[Referring expression pointing data]
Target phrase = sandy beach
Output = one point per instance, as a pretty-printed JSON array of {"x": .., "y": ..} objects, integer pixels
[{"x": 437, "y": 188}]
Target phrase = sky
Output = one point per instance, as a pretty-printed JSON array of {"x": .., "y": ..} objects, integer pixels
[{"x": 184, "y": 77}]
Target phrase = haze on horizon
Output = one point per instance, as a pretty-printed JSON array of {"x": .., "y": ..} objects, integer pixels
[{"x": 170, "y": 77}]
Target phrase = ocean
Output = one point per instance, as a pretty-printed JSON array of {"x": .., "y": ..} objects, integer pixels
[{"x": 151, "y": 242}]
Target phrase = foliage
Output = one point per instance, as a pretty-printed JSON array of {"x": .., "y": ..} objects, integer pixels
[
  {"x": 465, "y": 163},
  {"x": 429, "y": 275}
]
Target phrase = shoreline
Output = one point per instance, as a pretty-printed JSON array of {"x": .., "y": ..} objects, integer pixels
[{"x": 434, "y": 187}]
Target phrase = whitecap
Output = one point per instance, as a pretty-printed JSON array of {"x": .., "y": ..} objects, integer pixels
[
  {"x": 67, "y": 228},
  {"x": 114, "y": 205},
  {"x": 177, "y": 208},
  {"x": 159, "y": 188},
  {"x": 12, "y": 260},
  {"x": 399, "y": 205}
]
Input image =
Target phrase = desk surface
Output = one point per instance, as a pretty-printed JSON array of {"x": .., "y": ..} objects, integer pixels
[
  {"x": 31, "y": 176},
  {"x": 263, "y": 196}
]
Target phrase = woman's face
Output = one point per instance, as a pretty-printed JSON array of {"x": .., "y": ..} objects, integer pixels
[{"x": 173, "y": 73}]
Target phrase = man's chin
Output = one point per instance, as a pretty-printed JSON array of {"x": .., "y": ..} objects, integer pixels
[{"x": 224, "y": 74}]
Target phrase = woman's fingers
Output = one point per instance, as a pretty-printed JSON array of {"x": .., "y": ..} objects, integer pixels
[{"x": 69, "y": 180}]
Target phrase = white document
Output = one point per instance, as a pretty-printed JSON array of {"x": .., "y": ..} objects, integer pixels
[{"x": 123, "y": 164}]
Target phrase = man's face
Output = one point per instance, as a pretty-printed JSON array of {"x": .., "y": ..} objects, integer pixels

# Instructions to follow
Out of the data above, give again only the lines starting at the one holding "Target phrase = ocean" and ending at the one holding "Target phrase = shoreline", unchanged.

# Response box
Target phrase = ocean
Output = one point per instance, as a pretty-printed JSON array of {"x": .., "y": ..} objects, integer pixels
[{"x": 151, "y": 242}]
Target phrase = foliage
Output = one point per instance, as a pretty-printed JSON array of {"x": .., "y": ..} objects, integer pixels
[
  {"x": 465, "y": 163},
  {"x": 429, "y": 275}
]
Target phrase = shoreline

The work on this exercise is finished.